### ИСХОДНЫЙ ОТРЫВОК ###

Его встретили как триумфатора.
«Вряд ли когда-либо, — пишет Каролина Гумбольдт, жена Вильгельма (она была в Париже), — появление частного лица возбуждало такое внимание и такой общий интерес».
Он написал королю, что прошел девять тысяч миль за пять лет и привез много ценного для берлинских музеев. Но он не торопится в Пруссию.
В салонах нашли, что он возмужал, стал шире в плечах, остроумнее, чем когда-либо, и ему очень идет индейский загар.
Он же, не оставшись нечувствительным к парижскому триумфу, но почти не разрешив себе отдыха, снова берется за дело. Разборку коллекций прерывает, чтобы исследовать воздух вместе с знаменитым физиком Гей-Люссаком, и читает, читает запоем. «Я так отстал за пять лет!»
Друзья и поклонники вводят его в Тюильри. Но властелин Франции удостоил его лишь нескольких отрывистых слов, проходя мимо:
— Вы занимаетесь ботаникой? Моя жена тоже! — только и сказал Наполеон своим зычным голосом.
Гумбольдт хочет, чтобы лучшие ученые приняли участие в описании привезенных им сокровищ. Многотомный труд должен появиться сразу на шести языках. Издание будет роскошным. Роскошные издания, стоящие сотни и тысячи франков, вошли тогда в моду.
«Описание Египта», изданное на средства французского правительства, стоило около шести тысяч франков за экземпляр.
Бонплану, естественно, пришлось заняться ботанической частью. Но в Париже Гумбольдт не узнавал своего спутника и товарища. Он был бесподобен в утлом каноэ, на лошади и на муле, он мог часами балансировать на качающихся древесных стволах, сносимых Ориноко, и собирать с них лишаи, цветы и насекомых; но, увы, за препаровальным столом в столице молодому человеку не сиделось, он копался, небрежничал, делал ошибки. Ему казалось, вероятно, что пять лет тяжкого труда дают ему право немного развеяться и забыть о травах и козявках. К тому же, по протекции Корвизара, своего бывшего учителя, ставшего лейб-медиком, он получил прекрасное место в садах Мальмезона, близ императрицы Жозефины, в самом деле любившей ботанику.

###

ЧТО НУЖНО СДЕЛАТЬ |
A - Переведите на английский предложение из отрывка о Гумбольдте: «Гумбольдт хочет, чтобы лучшие ученые приняли участие в описании привезенных им сокровищ».
B - Продолжите отрывок о Гумбольдте, начав сразу после его последнего предложения.

### ИЗВЛЕЧЕННЫЕ ДАННЫЕ ###

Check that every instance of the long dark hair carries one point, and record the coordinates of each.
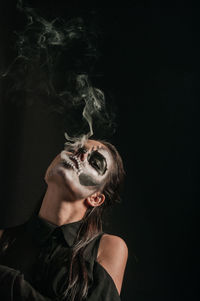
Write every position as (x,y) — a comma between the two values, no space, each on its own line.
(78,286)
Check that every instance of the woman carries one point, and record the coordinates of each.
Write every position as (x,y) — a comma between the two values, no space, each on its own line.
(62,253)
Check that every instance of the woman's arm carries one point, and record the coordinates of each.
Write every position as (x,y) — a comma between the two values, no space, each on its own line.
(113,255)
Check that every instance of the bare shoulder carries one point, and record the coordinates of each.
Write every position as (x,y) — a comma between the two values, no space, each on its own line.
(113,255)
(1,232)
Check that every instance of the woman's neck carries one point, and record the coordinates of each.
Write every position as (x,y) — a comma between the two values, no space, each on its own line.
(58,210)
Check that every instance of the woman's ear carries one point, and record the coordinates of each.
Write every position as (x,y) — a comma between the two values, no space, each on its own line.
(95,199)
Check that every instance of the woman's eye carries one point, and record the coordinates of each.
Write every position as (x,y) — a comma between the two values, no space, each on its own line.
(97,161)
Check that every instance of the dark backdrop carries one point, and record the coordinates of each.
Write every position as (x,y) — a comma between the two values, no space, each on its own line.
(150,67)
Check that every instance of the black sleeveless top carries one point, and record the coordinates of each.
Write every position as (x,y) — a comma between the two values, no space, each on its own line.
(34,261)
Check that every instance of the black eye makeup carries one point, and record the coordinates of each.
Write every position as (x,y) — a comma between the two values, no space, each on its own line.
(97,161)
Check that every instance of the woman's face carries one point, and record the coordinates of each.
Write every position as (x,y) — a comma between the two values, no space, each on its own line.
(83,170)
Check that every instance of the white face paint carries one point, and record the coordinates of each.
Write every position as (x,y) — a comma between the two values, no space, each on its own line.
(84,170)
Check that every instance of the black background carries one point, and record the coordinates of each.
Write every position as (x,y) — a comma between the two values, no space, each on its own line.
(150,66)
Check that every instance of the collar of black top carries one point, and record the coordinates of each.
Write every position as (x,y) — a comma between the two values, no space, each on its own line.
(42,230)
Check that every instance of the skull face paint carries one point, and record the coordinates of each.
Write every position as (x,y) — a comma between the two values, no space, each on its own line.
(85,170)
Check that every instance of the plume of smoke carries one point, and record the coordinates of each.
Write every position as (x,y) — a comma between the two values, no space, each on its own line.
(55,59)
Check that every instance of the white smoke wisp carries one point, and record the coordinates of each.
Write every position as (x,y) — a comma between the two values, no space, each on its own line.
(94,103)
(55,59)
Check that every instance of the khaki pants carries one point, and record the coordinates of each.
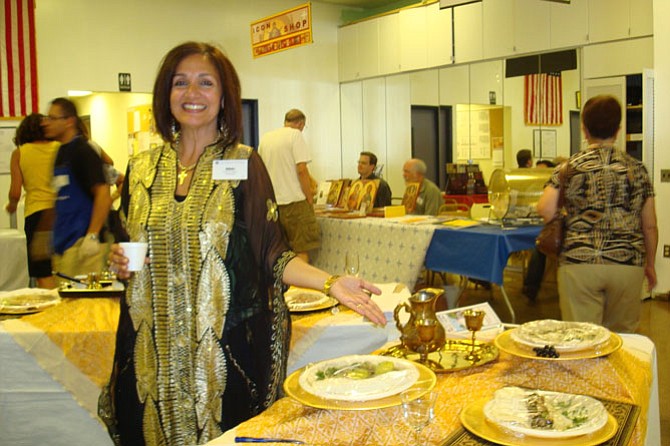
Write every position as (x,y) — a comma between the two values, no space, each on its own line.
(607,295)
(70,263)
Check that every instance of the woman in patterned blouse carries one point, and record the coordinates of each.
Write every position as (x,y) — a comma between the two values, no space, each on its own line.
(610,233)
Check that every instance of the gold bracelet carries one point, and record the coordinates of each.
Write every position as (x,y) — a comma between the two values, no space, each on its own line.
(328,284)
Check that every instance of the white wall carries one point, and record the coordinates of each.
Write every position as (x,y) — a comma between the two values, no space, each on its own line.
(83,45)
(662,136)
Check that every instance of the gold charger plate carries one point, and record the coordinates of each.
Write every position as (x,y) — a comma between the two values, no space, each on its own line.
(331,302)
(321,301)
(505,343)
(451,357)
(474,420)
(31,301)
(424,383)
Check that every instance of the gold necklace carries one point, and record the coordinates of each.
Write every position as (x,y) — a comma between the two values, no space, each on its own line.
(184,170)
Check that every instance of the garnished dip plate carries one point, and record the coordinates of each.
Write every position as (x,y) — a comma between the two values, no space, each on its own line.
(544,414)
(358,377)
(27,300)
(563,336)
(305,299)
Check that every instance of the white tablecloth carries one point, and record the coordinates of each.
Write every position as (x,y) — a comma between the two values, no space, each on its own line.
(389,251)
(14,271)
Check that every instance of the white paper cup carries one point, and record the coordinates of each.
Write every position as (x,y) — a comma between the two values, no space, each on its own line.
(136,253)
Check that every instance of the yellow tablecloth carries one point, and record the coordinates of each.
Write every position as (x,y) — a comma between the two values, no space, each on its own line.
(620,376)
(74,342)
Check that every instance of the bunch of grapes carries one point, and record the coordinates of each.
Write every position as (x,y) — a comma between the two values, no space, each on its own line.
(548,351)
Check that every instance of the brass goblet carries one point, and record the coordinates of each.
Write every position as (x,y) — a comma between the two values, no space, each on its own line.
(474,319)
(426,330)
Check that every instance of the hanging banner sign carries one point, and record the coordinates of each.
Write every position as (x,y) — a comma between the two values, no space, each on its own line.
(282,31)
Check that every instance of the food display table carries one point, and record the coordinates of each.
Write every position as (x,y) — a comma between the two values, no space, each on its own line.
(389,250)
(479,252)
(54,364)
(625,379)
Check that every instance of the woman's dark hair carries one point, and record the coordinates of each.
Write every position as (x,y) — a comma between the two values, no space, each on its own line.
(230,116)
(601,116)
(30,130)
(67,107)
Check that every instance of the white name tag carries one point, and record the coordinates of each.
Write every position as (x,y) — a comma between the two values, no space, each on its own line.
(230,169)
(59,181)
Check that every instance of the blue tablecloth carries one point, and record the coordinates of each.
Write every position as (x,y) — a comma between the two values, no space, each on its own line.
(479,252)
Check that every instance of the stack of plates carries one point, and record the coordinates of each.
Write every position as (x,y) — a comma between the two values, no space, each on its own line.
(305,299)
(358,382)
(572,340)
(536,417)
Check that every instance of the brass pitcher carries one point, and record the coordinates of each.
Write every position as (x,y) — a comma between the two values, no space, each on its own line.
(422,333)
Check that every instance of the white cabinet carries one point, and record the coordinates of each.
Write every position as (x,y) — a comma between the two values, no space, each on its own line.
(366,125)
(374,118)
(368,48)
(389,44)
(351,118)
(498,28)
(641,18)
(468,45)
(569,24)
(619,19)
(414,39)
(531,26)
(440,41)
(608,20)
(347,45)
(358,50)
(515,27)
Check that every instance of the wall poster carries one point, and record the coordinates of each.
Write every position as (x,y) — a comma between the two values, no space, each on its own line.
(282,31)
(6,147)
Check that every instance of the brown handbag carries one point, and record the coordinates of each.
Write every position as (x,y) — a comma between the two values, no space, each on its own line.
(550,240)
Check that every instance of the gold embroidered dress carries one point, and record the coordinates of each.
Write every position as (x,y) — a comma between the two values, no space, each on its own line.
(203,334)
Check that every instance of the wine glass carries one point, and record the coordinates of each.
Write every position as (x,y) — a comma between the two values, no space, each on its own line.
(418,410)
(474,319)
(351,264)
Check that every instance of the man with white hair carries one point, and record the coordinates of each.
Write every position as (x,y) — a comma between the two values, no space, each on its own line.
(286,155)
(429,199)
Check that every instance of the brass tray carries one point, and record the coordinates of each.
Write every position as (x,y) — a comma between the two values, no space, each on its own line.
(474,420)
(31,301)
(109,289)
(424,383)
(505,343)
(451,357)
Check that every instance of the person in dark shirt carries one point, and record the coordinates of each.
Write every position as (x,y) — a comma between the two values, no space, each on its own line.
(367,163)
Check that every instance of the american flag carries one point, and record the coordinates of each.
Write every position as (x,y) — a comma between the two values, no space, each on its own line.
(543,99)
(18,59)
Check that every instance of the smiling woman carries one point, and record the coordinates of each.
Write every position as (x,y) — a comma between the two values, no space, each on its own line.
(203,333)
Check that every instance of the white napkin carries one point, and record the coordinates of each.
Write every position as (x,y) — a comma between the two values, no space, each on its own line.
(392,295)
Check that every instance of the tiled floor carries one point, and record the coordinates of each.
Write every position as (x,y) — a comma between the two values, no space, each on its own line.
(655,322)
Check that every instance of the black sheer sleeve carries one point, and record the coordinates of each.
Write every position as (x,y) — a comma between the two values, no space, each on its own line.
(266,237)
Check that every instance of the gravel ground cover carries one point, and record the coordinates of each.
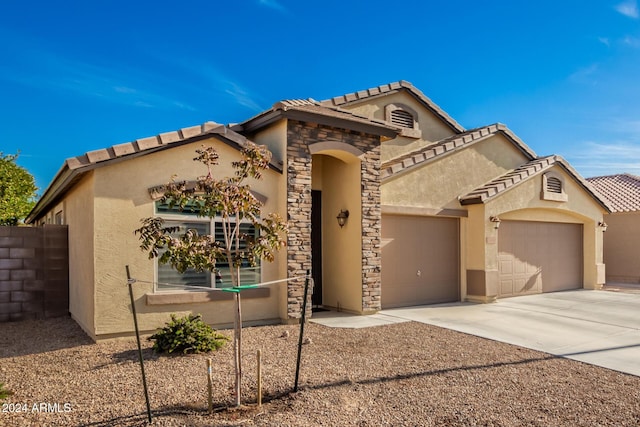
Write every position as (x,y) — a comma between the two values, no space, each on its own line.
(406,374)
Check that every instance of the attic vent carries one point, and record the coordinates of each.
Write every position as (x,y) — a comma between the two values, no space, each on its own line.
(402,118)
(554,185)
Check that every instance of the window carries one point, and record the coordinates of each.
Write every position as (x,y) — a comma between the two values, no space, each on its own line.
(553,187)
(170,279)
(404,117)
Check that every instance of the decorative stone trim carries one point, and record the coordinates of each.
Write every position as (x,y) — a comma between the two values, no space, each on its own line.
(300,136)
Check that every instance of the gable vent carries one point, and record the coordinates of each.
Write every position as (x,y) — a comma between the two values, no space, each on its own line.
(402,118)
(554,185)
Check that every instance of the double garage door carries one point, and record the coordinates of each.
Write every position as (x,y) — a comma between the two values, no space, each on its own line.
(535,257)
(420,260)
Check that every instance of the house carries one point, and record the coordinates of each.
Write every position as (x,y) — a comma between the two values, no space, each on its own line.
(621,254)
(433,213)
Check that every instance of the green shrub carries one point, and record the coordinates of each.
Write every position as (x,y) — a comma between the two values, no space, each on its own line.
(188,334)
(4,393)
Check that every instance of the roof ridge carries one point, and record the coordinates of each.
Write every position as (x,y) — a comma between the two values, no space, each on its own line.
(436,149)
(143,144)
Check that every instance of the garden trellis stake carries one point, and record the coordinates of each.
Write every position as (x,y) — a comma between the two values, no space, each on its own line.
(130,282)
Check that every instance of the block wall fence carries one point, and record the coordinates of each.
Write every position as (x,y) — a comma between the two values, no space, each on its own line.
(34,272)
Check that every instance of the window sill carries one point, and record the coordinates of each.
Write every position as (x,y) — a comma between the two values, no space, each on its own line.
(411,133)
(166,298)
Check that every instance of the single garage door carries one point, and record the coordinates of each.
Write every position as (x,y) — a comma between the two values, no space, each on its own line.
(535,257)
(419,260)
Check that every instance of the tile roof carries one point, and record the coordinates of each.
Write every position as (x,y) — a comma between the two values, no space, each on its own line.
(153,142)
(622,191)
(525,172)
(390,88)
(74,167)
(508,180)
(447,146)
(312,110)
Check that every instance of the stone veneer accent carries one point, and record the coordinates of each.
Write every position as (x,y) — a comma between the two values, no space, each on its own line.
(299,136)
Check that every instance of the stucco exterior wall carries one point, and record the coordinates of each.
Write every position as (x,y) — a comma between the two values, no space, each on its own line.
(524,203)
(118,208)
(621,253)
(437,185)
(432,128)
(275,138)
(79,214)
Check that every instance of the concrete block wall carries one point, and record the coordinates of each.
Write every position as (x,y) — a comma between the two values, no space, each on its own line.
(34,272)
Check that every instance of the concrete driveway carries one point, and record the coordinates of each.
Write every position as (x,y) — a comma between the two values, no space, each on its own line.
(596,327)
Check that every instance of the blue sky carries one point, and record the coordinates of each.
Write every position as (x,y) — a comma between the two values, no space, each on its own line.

###

РЕЗУЛЬТАТЫ ЗАДАНИЙ |
A - Humboldt wants the best scholars to take part in describing the treasures he brought back.

B -
Гумбольдт работал за двоих. Только в 1805 году он сумел выбраться из Парижа к брату, жившему в Италии. Он привез ему свои материалы по языкам американских племен. Вильгельм уже приобрел мировое имя как лингвист. В одном из лучших своих трудов о яванском языке кави (как и вообще в своих лингвистических выводах) — он широко использовал материалы, собранные Александром.
Летом с Гей-Люссаком и Леопольдом Бухом Александр поднялся на Везувий. Он брал пробы воздуха, делал электрические и магнитные наблюдения. Гора дымилась. 12 августа 1805 года на их глазах произошло извержение.
Наконец после восьмилетнего отсутствия Гумбольдт снова увидел Берлин. Это было время, когда экзальтированная королева Луиза провожала прусские армии декламациями о традициях Фридриха Великого, — и прусские армии уходили под Иену и Ауэрштедт, навстречу двойному разгрому. Кавалерия Наполеона бесцеремонно топтала улицы прусской столицы.
Что думал обо всем этом Гумбольдт? В то время он писал «Картины природы». Однажды он несколько ночей не ложился спать. Над «Картинами природы» он работал со страстью. Он писал, он связывал вместе свои путевые записи, сделанные «при виде великих картин природы на океане, в лесах, покрывающих берега Ориноко, в степях Венесуэлы, в пустынных горах перуанских и мексиканских». «Мне оставалось только собрать их в одно целое».
Под пером его рождалась необычайная книга — книга географической лирики.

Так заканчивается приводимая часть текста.